• ACTIONS TO TAKE
• a. Answer each of the following from the court judgment below, marking your answers (i), (ii), and (iii).
(i) On what date did the collision take place?
(ii) At about what speed had Mr. Butcher been driving before he slowed down to make the turn?
(iii) How far along the road could Mr. Butcher see from the point where he began his turn?
• b. Summarize the court judgment below in two sentences.

ON APPEAL FROM THE HIGH COURT OF JUSTICE
QUEEN’S BENCH DIVISION
His Honour Judge Seymour Q.C.
Royal Courts of Justice
Strand, London, WC2A 2LL
Before :
LORD JUSTICE MUMMERY
LORD JUSTICE MOORE-BICK
and
LORD JUSTICE JACKSON
Between :
NICHOLAS OWEN GOAD | Claimant/ Appellant |
- and - | |
(1) PETER BUTCHER (2) W.I. BUTCHER & SONS | Defendants/Respondents |
Mr. Andrew Davis (instructed by Taylor Vinters) for the appellant
Mr. Jonathan Watt-Pringle Q.C. (instructed by Barlow Lyde & Gilbert LLP) for the respondents
Hearing dates : 20th January 2011
Judgment
Lord Justice Moore-Bick :
On 15th June 2006 the claimant, Nicholas Goad, was riding his motorcycle along the B1411 road from Little Downham in the direction of Ely when he collided with a tractor and low-loader trailer driven by the first defendant, Peter Butcher. Mr. Goad was seriously injured as a result.
The accident occurred while Mr. Butcher was turning right off the B1411 into a lane called Cowbridge Hall Road. The junction lies at the crown of a gentle bend to the left when travelling from the direction of Ely towards Little Downham. There are houses and trees situated at intervals along both sides of the road. Photographs of the area give the impression of ribbon development of a kind that is found on the outskirts of many villages. The road is subject to a 30 mph speed restriction in Little Downham itself, but that is increased to 40 mph some distance from the junction with Cowbridge Hall Road.
The entrance to Cowbridge Hall Road from the B1411 is splayed and divided, having slip roads with entry and exit lanes on each side of a triangular island of grass. The layout and road markings at the junction indicate that traffic entering or leaving the lane in the direction of Ely should pass one side of the island and traffic entering or leaving in the direction of Little Downham the other.
Immediately before the accident Mr. Butcher was approaching Cowbridge Hall Road from the direction of Ely preparing to turn right into the first entry lane. He had been driving at about 16 mph but had slowed down to about 4 mph to make the turn. He indicated his intention to turn right and began his turn at a distance of about 10 metres from the centre point of the entry to the lane nearer to him. It is common ground that that resulted in his tractor and trailer entering the exit rather than the entry lane on that side of the island; in other words, he ‘cut the corner’ and was on the wrong side of the road. There was no harm in that, however, because, as he could see, there was no traffic in Cowbridge Hall Road that might be inconvenienced by his action. At the point where Mr. Butcher began his turn he could see for a distance of 110 metres along the road and at that point Mr. Goad was not in sight. If he had started the turn opposite the centre line of the entrance to the lane he would have been able to see for a distance of 130 metres.

• PROVIDED MATERIAL
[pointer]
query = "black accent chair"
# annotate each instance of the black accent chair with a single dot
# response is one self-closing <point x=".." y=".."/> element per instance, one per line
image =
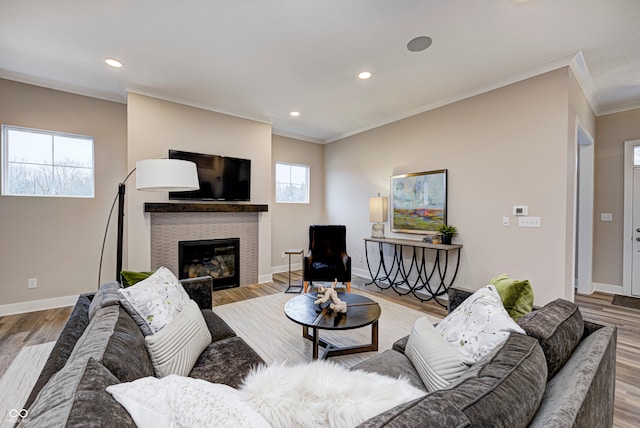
<point x="327" y="258"/>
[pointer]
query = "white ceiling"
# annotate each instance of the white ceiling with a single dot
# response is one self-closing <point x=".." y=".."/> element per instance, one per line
<point x="260" y="59"/>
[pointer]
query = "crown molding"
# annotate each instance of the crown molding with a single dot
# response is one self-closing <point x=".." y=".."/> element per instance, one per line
<point x="120" y="98"/>
<point x="545" y="67"/>
<point x="296" y="136"/>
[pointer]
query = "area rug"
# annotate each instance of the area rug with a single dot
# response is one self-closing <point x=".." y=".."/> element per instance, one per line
<point x="261" y="322"/>
<point x="18" y="381"/>
<point x="626" y="301"/>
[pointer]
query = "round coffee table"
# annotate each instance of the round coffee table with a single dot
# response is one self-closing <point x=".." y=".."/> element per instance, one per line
<point x="361" y="312"/>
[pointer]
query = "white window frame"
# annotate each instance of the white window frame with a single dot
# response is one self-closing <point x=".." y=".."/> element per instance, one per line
<point x="5" y="129"/>
<point x="307" y="182"/>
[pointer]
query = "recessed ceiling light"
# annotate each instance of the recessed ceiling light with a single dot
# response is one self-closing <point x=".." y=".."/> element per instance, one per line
<point x="112" y="62"/>
<point x="419" y="43"/>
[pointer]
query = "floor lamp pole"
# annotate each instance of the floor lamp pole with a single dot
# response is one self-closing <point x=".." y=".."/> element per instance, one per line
<point x="121" y="189"/>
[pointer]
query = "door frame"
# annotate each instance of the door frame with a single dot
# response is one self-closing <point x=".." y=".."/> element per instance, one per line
<point x="627" y="234"/>
<point x="583" y="208"/>
<point x="582" y="274"/>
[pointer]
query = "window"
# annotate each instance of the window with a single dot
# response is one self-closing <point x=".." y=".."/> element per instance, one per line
<point x="45" y="163"/>
<point x="292" y="183"/>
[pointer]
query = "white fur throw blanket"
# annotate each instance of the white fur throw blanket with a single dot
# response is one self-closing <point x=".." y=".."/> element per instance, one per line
<point x="322" y="394"/>
<point x="317" y="394"/>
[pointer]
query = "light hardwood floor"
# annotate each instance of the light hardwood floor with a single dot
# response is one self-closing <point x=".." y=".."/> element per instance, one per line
<point x="35" y="328"/>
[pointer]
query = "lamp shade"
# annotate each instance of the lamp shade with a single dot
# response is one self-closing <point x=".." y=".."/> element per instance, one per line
<point x="378" y="209"/>
<point x="166" y="175"/>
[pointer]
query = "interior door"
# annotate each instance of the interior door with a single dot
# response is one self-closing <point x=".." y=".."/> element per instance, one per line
<point x="635" y="270"/>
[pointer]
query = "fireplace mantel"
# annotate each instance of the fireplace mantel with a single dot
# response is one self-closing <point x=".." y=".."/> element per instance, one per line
<point x="181" y="207"/>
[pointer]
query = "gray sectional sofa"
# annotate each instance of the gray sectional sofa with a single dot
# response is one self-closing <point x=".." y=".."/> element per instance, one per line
<point x="560" y="375"/>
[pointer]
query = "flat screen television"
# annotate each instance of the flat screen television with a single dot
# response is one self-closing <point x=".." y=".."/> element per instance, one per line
<point x="221" y="178"/>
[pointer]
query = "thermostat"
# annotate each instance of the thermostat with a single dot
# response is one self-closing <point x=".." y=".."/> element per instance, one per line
<point x="520" y="210"/>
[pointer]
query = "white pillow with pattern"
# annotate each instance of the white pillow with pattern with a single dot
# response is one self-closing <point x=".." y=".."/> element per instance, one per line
<point x="479" y="324"/>
<point x="157" y="299"/>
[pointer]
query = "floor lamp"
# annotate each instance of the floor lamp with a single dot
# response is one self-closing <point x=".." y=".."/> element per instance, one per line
<point x="152" y="175"/>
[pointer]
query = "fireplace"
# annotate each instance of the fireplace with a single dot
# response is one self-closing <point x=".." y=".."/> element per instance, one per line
<point x="218" y="258"/>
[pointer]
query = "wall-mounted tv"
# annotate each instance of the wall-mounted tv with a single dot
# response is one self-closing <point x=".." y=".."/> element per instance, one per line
<point x="221" y="178"/>
<point x="419" y="202"/>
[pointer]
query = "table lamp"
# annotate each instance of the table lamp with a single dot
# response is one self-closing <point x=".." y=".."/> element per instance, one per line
<point x="378" y="208"/>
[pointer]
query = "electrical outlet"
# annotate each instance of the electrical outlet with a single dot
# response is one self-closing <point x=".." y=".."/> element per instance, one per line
<point x="529" y="222"/>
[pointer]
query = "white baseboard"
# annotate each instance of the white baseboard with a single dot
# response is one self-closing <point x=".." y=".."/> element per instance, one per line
<point x="38" y="305"/>
<point x="267" y="277"/>
<point x="608" y="288"/>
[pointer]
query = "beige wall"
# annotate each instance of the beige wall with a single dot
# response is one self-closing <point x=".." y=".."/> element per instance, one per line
<point x="503" y="148"/>
<point x="290" y="225"/>
<point x="612" y="131"/>
<point x="579" y="115"/>
<point x="57" y="240"/>
<point x="155" y="126"/>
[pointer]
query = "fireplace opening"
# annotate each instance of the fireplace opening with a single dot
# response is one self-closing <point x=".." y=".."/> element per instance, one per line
<point x="218" y="258"/>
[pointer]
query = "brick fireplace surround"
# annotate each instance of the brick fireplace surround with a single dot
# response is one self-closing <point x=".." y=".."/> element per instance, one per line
<point x="172" y="223"/>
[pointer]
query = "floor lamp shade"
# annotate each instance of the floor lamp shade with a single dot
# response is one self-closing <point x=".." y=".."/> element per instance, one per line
<point x="378" y="210"/>
<point x="153" y="175"/>
<point x="166" y="175"/>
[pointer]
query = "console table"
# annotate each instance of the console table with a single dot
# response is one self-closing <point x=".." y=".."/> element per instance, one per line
<point x="428" y="269"/>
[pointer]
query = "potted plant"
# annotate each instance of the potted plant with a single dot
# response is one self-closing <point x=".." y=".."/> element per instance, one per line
<point x="446" y="233"/>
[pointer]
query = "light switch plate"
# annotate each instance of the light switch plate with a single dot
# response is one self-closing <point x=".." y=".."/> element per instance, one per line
<point x="520" y="210"/>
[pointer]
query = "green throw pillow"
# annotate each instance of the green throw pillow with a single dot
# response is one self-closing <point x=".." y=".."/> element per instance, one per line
<point x="516" y="295"/>
<point x="130" y="277"/>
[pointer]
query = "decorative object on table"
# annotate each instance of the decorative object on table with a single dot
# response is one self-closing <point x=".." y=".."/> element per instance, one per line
<point x="447" y="232"/>
<point x="154" y="175"/>
<point x="325" y="294"/>
<point x="419" y="202"/>
<point x="378" y="209"/>
<point x="412" y="266"/>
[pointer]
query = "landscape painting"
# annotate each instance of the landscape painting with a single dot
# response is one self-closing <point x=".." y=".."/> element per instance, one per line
<point x="419" y="202"/>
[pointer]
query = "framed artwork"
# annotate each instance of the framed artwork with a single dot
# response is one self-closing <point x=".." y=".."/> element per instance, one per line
<point x="419" y="202"/>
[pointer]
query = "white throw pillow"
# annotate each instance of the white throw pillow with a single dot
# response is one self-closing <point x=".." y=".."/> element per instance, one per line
<point x="479" y="324"/>
<point x="157" y="299"/>
<point x="176" y="401"/>
<point x="437" y="362"/>
<point x="176" y="348"/>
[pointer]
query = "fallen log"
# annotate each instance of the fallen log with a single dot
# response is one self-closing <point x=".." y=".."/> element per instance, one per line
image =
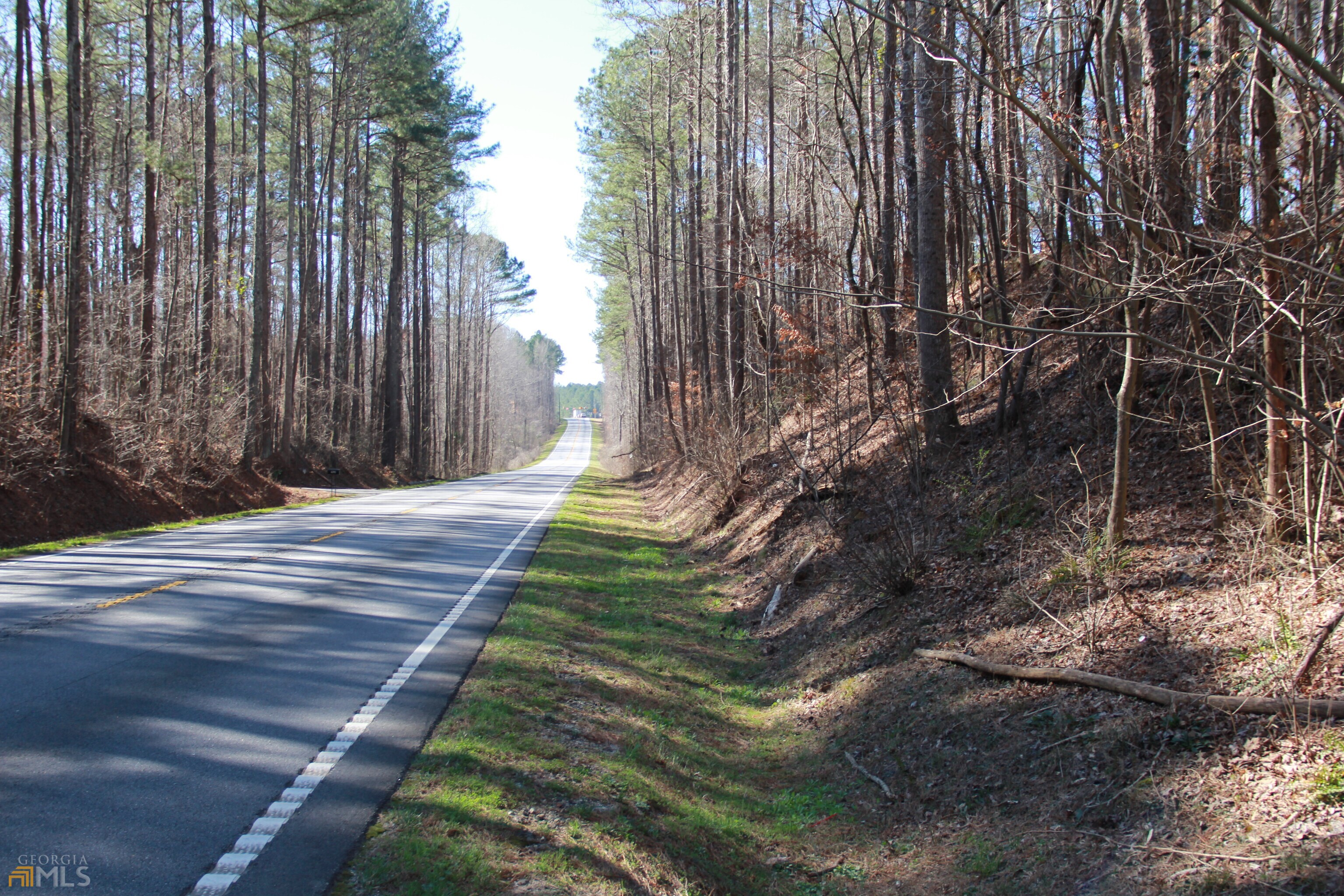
<point x="1163" y="696"/>
<point x="1327" y="630"/>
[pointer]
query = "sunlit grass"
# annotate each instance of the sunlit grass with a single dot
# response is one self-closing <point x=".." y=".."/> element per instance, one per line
<point x="611" y="735"/>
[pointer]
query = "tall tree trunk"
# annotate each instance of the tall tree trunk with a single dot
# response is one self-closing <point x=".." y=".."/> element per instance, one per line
<point x="70" y="373"/>
<point x="15" y="292"/>
<point x="1225" y="171"/>
<point x="150" y="242"/>
<point x="888" y="226"/>
<point x="934" y="139"/>
<point x="257" y="440"/>
<point x="1272" y="281"/>
<point x="393" y="322"/>
<point x="210" y="213"/>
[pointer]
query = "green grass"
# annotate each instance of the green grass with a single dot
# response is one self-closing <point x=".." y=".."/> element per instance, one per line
<point x="611" y="737"/>
<point x="81" y="540"/>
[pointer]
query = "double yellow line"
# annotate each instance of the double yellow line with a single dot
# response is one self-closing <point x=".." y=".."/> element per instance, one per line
<point x="132" y="597"/>
<point x="320" y="538"/>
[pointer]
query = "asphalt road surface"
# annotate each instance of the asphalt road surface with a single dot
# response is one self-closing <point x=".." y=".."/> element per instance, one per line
<point x="225" y="707"/>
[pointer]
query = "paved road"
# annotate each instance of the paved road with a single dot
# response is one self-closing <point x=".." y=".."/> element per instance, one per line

• RESULTS IN ORDER
• a.
(i) 15th June 2006
(ii) About 16 mph
(iii) 110 metres

• b. On 15th June 2006, Nicholas Goad was seriously injured when his motorcycle collided on the B1411 with a tractor and low-loader trailer driven by Peter Butcher, who was turning right into Cowbridge Hall Road. Mr. Butcher began the turn about 10 metres from the centre point of the entry, cutting the corner into the exit lane, and from that point he could see 110 metres along the road, with Mr. Goad not in sight.